#### [Texte à lire]

Le sénateur Grafstein: Je vais passer à un autre sujet. Il ya 10 ans, un grand concours s'est tenu pour l'approvisionnement du nord de l'Europe en gaz naturel. À cette époque, le Canada, qui détenait d'énormes surplus et qui continue d'en avoir, n'avait pas participé. Si je ne m'abuse, notre capacité de transporter le gaz par voie maritime se serait avérée aussi rentable en termes de quantité, sinon plus, que d'effectuer le transport depuis la Russie. Avez-vous suivi l'évolution de ce projet pour voir ce quiest arrivé? Ce projet avait été organisé par un consortium international qui exploitait les ressources de gaz de la Russie, et le Canada a été perdant. Que s'est-il passé?
Mme Keeping: Je suis stupéfaite par l'idée que le gaz canadien aurait pu être concurrentiel. Je vous répondrai briève ment que je ne suis pas au courant.
M. McIlveen: Je me souviens un peu du projet. Je me rappelle que le coût à l'unité était très élevé. Le gaz devait être liquéfié, transporté et regazéifié par la suite. Cette procédé a toujours été coûteux, et, il y a une dizaine d'années, il était certes très coûteux.
Je ne sais pas ce qui est arrivé à ce projet. Je n'en ai pas beaucoup entendu parler ces dernières années.
Le sénateur Grafstein: Il serait utile, à titre de comparaison, de montrer comment les Américains et les Européens ont réalisé ensemble ce projet de grande envergure, alors que le Canada, qui possédait toute l'expertise et qui était le chef de file mondial dans le domaine des pipelines et de l'exportation, n'y participait pas. De nombreuses raisons ont été évoquées pour expliquer cette situation. Je n'en ai pas encore entendu une qui soit valable, mais peut-être est-ce le temps d'examiner cette question, monsieur le président.

#### [Consigne 1]
D'après le texte sur l'approvisionnement de l'Europe en gaz, quelles étapes le gaz devait-il subir selon M. McIlveen ?

#### [Lignes de données]

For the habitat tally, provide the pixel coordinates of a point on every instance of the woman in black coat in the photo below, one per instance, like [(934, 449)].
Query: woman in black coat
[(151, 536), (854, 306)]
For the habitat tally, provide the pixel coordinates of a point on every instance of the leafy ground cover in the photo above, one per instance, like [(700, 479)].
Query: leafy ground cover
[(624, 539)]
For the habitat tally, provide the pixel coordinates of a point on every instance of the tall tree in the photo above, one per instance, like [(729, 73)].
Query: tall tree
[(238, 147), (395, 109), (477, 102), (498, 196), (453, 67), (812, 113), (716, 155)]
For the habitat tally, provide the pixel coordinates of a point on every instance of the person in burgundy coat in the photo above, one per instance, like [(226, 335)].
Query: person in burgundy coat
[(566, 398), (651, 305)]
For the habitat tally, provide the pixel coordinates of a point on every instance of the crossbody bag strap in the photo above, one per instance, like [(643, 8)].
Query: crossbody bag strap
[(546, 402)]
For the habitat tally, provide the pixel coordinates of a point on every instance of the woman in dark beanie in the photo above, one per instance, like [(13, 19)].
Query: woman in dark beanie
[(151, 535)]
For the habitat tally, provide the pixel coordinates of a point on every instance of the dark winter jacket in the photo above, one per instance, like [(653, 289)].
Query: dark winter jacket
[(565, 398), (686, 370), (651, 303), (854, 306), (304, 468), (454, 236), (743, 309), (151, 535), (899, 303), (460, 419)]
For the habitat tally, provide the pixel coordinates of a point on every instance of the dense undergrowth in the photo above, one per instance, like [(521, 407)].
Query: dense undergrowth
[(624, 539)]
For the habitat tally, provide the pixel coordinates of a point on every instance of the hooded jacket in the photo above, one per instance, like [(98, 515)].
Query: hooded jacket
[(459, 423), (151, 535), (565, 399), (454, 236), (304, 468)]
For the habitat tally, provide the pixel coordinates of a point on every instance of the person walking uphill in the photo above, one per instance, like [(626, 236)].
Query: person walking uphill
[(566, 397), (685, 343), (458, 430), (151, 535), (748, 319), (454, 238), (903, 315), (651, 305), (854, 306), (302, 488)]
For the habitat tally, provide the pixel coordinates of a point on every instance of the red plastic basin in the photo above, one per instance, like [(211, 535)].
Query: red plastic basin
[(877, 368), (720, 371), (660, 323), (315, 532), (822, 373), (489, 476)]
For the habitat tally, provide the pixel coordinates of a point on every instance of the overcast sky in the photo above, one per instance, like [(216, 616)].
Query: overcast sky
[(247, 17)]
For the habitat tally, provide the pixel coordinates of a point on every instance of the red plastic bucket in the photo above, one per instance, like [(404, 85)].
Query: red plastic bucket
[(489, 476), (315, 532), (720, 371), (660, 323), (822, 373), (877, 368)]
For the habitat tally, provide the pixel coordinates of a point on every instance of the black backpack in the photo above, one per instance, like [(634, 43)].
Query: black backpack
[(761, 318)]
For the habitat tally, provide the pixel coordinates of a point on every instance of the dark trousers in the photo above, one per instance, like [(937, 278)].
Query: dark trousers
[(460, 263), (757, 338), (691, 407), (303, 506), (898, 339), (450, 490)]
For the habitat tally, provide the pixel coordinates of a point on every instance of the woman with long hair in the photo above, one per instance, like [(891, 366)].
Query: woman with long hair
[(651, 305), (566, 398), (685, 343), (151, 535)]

#### [Consigne 2]
Sélectionnez chaque ligne des données qui contient la chaîne « tree », en tenant compte de la casse.

#### [Réponse correcte 1]
Il devait être liquéfié, transporté, puis regazéifié.

#### [Réponse correcte 2]
For the habitat tally, provide the pixel coordinates of a point on every instance of the tall tree in the photo above, one per instance, like [(729, 73)].
Query: tall tree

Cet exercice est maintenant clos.